[Point labeling examples]
--- START ---

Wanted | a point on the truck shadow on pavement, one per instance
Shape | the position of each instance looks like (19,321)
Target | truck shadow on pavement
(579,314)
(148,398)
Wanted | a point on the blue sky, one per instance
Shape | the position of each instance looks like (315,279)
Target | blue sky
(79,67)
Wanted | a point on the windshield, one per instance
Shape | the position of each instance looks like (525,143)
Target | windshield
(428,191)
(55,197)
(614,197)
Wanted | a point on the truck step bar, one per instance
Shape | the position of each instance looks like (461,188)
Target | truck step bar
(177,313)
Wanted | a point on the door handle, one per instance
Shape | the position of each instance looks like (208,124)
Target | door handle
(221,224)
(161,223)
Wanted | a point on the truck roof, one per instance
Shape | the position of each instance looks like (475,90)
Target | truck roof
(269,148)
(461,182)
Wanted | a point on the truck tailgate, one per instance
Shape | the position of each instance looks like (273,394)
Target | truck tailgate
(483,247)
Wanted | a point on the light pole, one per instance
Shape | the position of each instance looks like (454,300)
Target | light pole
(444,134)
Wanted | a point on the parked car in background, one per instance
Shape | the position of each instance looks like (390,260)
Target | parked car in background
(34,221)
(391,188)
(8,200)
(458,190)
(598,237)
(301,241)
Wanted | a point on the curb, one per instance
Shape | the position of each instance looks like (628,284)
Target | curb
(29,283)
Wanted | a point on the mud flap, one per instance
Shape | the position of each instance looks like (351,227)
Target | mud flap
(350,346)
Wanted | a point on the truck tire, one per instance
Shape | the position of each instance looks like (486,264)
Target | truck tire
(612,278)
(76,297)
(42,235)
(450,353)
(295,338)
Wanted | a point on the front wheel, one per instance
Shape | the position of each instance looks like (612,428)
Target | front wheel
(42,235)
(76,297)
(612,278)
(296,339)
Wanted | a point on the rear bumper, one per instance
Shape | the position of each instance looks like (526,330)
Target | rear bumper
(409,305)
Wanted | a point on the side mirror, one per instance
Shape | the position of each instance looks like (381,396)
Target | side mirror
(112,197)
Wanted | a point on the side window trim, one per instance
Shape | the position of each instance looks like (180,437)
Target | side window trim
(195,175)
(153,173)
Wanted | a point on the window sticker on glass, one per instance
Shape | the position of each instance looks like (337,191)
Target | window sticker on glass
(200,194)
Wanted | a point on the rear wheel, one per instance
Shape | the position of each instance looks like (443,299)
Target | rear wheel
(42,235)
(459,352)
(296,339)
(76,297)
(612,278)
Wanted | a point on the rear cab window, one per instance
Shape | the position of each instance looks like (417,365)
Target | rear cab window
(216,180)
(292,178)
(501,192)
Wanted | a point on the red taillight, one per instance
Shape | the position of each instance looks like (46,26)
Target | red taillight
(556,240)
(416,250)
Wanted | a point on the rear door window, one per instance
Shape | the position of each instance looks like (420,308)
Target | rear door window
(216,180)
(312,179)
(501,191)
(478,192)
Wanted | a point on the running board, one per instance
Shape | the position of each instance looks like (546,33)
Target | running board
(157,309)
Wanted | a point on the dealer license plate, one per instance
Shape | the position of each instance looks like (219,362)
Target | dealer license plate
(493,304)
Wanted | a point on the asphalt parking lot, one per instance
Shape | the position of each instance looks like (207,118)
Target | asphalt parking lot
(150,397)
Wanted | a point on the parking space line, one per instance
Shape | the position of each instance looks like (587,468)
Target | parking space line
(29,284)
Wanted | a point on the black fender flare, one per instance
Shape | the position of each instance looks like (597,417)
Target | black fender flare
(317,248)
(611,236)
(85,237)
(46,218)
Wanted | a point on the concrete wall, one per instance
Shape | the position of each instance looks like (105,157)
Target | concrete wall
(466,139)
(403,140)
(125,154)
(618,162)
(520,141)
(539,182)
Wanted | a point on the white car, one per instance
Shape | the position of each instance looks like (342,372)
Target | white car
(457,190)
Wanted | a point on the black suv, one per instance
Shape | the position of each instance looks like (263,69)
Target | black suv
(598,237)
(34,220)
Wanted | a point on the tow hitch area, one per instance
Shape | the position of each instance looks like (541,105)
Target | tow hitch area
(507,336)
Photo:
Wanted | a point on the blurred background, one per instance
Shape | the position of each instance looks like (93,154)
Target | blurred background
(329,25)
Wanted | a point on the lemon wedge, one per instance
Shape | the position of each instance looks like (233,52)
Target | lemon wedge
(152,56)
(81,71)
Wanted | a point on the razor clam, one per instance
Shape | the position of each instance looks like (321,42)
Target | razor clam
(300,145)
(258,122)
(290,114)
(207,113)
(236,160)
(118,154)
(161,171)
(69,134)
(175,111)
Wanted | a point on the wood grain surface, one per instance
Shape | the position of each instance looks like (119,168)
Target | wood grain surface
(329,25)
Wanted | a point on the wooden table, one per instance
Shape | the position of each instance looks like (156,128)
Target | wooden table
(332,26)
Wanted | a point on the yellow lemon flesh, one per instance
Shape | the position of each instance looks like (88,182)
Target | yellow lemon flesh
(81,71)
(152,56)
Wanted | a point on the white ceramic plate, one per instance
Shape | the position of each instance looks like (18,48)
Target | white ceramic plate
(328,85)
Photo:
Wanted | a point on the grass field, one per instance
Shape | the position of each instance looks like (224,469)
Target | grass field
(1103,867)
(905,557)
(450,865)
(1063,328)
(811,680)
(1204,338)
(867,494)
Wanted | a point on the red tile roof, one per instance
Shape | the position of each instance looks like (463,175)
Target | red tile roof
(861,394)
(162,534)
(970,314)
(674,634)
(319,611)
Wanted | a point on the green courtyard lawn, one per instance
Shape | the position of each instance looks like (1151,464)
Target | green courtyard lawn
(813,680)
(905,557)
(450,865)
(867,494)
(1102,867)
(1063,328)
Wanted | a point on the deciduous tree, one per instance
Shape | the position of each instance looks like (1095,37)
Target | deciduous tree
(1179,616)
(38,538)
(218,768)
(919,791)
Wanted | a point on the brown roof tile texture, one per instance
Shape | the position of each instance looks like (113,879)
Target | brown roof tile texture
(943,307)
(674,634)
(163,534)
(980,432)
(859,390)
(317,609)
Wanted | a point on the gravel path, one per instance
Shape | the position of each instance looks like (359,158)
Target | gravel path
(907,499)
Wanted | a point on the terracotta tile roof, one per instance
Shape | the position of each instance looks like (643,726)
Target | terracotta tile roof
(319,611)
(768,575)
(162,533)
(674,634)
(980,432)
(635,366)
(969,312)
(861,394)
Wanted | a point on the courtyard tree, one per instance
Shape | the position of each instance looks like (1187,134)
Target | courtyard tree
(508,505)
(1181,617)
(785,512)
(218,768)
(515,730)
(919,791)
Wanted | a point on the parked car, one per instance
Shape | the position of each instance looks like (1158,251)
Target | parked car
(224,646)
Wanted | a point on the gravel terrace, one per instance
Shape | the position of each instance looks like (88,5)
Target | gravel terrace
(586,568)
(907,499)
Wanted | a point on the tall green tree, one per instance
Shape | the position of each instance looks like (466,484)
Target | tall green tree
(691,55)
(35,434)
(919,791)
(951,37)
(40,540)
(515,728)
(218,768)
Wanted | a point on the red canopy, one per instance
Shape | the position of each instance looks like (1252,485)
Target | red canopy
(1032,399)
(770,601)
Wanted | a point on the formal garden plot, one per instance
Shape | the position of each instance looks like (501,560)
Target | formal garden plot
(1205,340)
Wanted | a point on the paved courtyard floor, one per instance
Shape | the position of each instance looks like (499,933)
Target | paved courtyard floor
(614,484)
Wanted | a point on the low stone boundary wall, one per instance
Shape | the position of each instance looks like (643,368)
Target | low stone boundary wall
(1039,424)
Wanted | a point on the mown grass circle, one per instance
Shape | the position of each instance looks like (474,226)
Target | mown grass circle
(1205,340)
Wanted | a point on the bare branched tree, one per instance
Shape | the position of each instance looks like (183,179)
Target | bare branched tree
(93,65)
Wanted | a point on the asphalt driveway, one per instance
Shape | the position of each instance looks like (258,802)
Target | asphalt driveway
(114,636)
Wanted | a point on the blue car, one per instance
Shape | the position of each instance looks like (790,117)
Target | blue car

--- END ---

What to do: Beginning with the line that contains "Wanted | a point on the courtyard", repeat every line through the end of the records and nothing more.

Task response:
Wanted | a point on the courtyard tree, one per instance
Shape | the position of each instance looks like (1187,134)
Target | courtyard tree
(508,505)
(1181,617)
(785,512)
(218,768)
(515,730)
(919,791)
Wanted | a point on the parked car, one per instance
Shape | the position of each instance looks like (1158,251)
Target | parked car
(224,646)
Wanted | a point on the gravel terrace, one per instance
Shape | the position of each instance looks like (88,5)
Target | gravel terrace
(586,568)
(907,499)
Wanted | a point on the tall green tree, one per instance
Shape | the position of each instance looks like (466,484)
Target | tall green tree
(691,55)
(35,434)
(919,791)
(951,37)
(40,540)
(515,728)
(218,768)
Wanted | a point on the red canopy, one per instance
Shape | the position of each instance looks like (1252,485)
Target | red canopy
(1032,399)
(770,601)
Wanted | a point on the formal garden plot, one per instance
Shape | the position of each instance looks like (501,560)
Target | formal garden plot
(1205,340)
Wanted | a point on the paved courtyard floor, one per instance
Shape | the position of each instance looks like (499,933)
Target | paved courtyard floor
(614,484)
Wanted | a point on the low stone boundary wall, one per instance
Shape | the position of each instance looks like (643,368)
Target | low stone boundary wall
(1039,424)
Wanted | a point on the mown grass circle, one per instance
Shape | the position of each instance looks like (474,226)
Target | mown grass circle
(1205,340)
Wanted | a point on the bare branched tree, one per instance
Shape | the position of each instance looks like (183,179)
Target | bare branched tree
(93,65)
Wanted | a point on the asphalt driveway, one per instance
Shape | the position of each instance looks like (258,802)
Target | asphalt driveway
(114,636)
Wanted | a point on the blue car, one per instance
Shape | the position of each instance looks like (790,117)
Target | blue car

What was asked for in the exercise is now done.